[Text under study]

I fully admit that sometimes the distorting effects of communal viewing can make rather than break a viewing experience. One of my fondest moviegoing memories is of an evening when I and a friend each drank seven-or-so double Southern Comfort and lemonades before staggering into The Dukes of Hazzard (2005) and proceeding to laugh like morons for 106 minutes. If I’d been sitting behind us sober I probably would have hated us with a burning passion (not to mention the movie), but locked into that little universe of private, drunken pleasure I had the time of my life. Now, while I could never deny that Dukes is one of my favourite movies of all time, I can also never deny that (aside from Johnny Knoxville’s infectious laugh, some world-class car wrangling, and a bitchin’ soundtrack) it is also quite a ‘bad‘ film. The rub here is that the quality of the movie had absolutely nothing to do with my experience of it which was and shall hopefully remain totally, joyously skewed by the presence of a beloved friend and sweet liquor. However, actually judging a film for what it is rather than merely enjoying it requires very different tools and surroundings. I’m not completely satisfied unless I can repeatedly rewatch key scenes, pause it to scrutinise individual frames, scribble notes, slouch around in my underpants, and generally do all the things which a crowded multiplex makes socially unacceptable, if not actually impossible.

[Excerpted data]
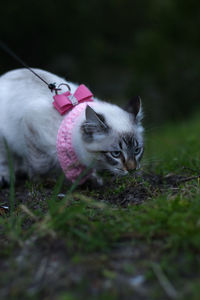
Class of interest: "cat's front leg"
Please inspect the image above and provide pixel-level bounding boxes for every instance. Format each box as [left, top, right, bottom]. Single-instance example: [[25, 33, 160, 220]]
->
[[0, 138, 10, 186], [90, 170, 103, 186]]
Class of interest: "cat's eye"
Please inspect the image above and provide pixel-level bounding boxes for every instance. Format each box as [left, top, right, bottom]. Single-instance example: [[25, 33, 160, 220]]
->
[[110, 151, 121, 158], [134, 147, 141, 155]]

...

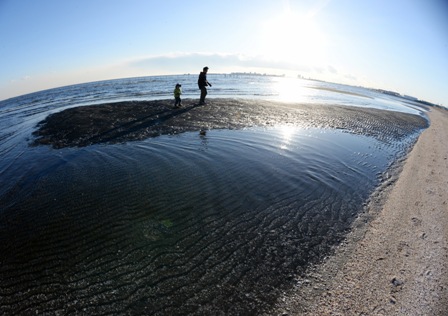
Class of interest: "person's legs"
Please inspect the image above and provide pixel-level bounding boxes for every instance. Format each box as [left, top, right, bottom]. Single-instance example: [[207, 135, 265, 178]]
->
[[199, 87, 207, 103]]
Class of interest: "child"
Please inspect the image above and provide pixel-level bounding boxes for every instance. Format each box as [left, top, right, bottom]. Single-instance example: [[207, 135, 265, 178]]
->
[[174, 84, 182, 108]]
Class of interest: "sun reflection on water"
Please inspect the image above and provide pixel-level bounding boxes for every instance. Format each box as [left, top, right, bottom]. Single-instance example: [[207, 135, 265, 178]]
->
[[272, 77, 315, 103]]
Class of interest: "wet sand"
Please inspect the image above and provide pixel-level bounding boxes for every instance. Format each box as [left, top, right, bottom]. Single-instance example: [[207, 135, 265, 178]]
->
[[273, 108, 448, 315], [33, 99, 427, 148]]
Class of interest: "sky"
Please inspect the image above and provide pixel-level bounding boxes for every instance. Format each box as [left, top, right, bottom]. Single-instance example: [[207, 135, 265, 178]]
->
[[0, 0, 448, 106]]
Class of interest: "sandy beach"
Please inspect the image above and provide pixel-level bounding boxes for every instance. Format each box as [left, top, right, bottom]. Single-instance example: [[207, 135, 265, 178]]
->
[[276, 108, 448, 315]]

==

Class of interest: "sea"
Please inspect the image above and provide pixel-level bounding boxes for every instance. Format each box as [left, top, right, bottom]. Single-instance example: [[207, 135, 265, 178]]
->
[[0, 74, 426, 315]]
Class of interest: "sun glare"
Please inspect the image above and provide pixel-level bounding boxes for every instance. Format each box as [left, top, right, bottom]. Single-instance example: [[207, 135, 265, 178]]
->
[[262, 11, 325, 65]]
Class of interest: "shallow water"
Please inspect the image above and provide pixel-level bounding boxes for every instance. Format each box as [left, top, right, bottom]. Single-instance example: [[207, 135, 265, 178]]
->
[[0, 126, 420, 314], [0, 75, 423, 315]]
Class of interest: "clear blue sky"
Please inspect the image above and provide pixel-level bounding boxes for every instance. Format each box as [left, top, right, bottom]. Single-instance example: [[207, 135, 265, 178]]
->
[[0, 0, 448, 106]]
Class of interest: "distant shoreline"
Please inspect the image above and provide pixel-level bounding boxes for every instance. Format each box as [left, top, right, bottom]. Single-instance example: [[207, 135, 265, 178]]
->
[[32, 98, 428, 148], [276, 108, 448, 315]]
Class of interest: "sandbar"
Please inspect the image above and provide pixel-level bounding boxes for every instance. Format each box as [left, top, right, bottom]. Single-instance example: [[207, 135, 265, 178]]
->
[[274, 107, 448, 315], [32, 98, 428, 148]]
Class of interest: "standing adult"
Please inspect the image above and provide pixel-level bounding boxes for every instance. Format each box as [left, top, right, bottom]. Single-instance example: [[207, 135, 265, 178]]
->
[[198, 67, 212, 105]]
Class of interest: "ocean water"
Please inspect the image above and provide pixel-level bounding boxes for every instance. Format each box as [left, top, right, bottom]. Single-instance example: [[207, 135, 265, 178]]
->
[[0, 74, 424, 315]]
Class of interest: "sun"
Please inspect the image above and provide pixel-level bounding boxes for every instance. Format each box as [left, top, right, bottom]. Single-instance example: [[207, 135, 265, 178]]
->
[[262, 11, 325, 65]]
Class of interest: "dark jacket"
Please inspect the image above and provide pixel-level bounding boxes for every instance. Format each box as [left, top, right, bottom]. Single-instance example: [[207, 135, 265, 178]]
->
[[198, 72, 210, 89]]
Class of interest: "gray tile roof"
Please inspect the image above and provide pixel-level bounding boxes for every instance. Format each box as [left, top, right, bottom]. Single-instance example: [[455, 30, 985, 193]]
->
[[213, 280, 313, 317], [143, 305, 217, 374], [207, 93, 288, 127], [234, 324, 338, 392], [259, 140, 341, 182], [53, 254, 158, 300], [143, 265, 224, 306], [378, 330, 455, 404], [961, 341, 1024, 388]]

[Task directions]
Write the next part of the passage on moviegoing and judging films, beginning right after its final sentence. The data isn't needed for this work.

[Response area]
Recent concern over the effects of piracy on the box office have occasionally heralded a potentially apocalyptic Death of Cinema, as audiences join me in retreating to their bedrooms and defiantly removing their trousers. Certainly the desperation with which the industry is currently fighting back, on a rising tide of unnecessarily 3-D releases, does suggest a humiliating struggle for self-preservation. However, such fears are clearly unwarranted. Illegal file-sharing has raised similar concerns in the music industry but has completely failed to kill off the popularity of live performances, or their profitability for bands, for the simple reason that actually listening to music is only part of the fun. In the same way cinemas will never be out of business because, unfortunately for me, most people don’t go there just to consume films but to congregate around them, sharing in a noisy and continuous exchange of opinion and sensation. And that’s actually pretty great – if all you want to do is enjoy yourself. If you want to love a film, by all means see it at the cinema, preferably in good company and at least partially drunk. If you want to actually watch it then buy a DVD, close the blinds, strip to your underpants and, for God’s sake, shut the fuck up.